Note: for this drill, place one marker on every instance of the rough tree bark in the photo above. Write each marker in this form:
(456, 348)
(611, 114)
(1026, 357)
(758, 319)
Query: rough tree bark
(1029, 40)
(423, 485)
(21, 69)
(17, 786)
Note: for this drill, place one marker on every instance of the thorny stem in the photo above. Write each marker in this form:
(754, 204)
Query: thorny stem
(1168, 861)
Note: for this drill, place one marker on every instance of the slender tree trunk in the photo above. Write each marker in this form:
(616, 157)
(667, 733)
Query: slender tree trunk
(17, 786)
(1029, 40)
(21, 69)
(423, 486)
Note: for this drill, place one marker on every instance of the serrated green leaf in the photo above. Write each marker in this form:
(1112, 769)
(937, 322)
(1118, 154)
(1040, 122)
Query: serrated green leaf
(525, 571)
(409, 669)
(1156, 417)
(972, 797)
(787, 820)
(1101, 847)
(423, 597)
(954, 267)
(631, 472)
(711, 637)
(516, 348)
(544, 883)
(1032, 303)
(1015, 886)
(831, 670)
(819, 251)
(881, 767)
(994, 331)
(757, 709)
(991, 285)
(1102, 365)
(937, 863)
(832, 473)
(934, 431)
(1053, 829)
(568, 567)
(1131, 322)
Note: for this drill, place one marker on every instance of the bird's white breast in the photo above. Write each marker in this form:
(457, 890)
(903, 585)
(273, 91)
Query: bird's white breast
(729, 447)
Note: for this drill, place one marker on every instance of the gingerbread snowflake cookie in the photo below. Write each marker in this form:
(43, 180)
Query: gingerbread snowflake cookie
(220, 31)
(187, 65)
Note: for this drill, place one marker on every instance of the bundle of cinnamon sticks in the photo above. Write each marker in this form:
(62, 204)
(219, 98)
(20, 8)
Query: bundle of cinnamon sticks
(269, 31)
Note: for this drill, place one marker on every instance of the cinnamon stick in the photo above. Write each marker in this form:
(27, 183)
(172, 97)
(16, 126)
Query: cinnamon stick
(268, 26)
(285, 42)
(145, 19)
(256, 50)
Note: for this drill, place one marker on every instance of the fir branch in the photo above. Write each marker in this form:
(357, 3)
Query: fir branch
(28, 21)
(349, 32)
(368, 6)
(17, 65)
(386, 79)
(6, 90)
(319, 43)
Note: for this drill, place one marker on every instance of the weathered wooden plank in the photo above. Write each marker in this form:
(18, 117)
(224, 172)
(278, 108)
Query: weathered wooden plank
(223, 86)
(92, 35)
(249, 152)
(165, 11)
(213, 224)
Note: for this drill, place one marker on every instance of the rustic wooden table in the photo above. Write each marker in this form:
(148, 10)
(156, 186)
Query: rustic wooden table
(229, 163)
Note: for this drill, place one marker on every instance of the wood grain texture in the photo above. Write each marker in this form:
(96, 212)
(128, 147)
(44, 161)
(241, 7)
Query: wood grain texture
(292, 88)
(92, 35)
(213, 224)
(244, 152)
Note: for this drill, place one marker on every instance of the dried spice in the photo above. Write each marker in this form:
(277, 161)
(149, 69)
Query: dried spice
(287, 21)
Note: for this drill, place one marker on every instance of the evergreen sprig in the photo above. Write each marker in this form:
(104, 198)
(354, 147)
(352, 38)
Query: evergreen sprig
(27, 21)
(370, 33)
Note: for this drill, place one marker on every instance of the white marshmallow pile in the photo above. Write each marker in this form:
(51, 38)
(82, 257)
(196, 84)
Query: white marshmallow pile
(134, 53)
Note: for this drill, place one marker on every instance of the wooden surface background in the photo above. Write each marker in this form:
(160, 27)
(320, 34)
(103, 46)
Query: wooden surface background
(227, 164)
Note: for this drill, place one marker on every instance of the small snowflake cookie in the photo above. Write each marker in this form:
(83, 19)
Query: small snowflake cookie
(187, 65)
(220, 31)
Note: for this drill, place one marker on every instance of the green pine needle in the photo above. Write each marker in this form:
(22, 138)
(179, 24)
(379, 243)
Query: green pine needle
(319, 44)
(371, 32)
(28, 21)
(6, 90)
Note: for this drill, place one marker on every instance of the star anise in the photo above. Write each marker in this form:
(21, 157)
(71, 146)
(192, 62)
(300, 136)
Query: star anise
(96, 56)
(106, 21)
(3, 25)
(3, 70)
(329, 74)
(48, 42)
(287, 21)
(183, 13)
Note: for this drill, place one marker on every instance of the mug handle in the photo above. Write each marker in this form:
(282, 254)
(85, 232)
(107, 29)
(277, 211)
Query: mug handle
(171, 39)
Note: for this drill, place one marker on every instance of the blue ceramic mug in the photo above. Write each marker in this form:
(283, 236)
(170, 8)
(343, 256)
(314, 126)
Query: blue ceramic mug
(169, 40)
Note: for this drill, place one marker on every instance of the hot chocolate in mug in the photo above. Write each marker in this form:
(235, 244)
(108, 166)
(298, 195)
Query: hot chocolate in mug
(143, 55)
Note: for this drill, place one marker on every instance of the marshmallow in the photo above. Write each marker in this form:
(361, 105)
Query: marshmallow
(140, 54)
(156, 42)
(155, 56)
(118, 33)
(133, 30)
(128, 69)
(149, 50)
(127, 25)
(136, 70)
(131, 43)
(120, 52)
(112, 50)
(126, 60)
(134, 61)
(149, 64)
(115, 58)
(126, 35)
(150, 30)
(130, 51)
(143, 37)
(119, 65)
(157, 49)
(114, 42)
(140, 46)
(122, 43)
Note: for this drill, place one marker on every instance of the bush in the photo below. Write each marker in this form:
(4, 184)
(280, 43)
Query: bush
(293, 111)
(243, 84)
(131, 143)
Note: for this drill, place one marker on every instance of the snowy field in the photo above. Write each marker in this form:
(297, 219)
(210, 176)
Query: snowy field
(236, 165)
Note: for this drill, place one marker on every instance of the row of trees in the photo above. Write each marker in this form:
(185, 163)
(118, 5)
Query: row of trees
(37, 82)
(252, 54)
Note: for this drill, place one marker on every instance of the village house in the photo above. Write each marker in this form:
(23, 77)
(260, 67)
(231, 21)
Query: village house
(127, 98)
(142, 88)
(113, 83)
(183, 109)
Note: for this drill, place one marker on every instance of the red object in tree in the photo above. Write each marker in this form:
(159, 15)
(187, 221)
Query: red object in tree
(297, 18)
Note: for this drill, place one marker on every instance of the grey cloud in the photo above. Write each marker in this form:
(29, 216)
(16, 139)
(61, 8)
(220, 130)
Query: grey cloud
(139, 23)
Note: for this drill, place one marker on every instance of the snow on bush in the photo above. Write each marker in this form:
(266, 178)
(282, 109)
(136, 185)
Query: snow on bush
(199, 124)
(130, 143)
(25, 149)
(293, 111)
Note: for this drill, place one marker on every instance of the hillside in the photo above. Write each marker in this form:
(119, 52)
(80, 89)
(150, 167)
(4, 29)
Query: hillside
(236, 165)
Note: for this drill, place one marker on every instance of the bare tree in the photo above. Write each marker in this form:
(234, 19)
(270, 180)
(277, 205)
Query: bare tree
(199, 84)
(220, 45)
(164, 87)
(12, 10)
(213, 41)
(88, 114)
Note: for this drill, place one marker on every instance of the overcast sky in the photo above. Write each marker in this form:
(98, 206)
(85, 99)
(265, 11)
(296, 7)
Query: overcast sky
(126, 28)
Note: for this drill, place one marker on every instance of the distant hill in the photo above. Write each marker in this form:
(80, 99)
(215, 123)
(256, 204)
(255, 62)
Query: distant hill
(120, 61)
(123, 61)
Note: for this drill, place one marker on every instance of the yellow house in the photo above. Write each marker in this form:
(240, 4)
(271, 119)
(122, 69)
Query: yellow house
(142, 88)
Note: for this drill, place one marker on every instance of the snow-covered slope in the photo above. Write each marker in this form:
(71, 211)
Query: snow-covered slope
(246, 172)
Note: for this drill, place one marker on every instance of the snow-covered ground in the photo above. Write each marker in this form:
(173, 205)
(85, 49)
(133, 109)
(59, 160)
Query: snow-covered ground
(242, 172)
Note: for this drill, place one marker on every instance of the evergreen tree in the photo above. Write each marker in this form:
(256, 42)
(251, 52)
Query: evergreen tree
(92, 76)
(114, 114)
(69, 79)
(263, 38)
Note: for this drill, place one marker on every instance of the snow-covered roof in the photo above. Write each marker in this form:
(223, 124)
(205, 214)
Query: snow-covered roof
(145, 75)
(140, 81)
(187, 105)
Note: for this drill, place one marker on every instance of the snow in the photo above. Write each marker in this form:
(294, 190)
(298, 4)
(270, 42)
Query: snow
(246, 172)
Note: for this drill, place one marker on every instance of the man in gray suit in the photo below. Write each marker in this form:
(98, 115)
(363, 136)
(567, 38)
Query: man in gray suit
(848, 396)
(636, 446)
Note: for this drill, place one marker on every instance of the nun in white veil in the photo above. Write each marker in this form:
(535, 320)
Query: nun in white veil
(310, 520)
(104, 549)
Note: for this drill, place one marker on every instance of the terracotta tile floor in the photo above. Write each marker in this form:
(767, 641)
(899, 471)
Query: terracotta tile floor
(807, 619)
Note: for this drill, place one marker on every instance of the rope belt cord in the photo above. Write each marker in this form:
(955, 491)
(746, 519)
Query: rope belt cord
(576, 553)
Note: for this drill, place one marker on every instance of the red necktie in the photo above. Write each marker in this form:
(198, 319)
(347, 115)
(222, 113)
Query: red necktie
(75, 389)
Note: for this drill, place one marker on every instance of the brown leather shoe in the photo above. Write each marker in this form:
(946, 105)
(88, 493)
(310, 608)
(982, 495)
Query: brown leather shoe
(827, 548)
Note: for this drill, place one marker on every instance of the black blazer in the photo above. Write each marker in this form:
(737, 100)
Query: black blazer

============================================================

→ **Work required**
Take every line from the one containing "gray suit in" to the end of the listing and output it exactly, with nothing else.

→ **Solution to this task**
Note: for this drill, place one marker on every instance of the man in gray suit in the photo below. Write each marker in this form:
(98, 115)
(363, 136)
(567, 38)
Query: man in gray suit
(848, 396)
(636, 446)
Note: for this drill, place one marker on every instance of the nun in white veil in the photo above. Write each marker in this form:
(535, 320)
Query: nun in white veil
(310, 520)
(104, 549)
Note: for this drill, place one marker on every instance of the terracotta tile floor in the photo above. Write each marker in this form:
(767, 641)
(899, 471)
Query: terracotta tile floor
(807, 619)
Note: for this drill, place one marker on every instance of the rope belt cord in the photo above. Write each marker in this form:
(955, 491)
(746, 519)
Query: rope belt cord
(576, 553)
Note: for this drill, place one marker on every instance of the red necktie in the photo above. Write each marker in this form:
(198, 319)
(347, 115)
(222, 113)
Query: red necktie
(75, 389)
Note: for this drill, place one marker on every instance of the brown leather shoe in the photo above. Write each marker in this form:
(946, 105)
(88, 493)
(310, 608)
(982, 495)
Query: brown leather shoe
(827, 548)
Note: for this drill, place one marker on every instance of the black blazer in the photo above. Write each marker in this form:
(737, 100)
Query: black blazer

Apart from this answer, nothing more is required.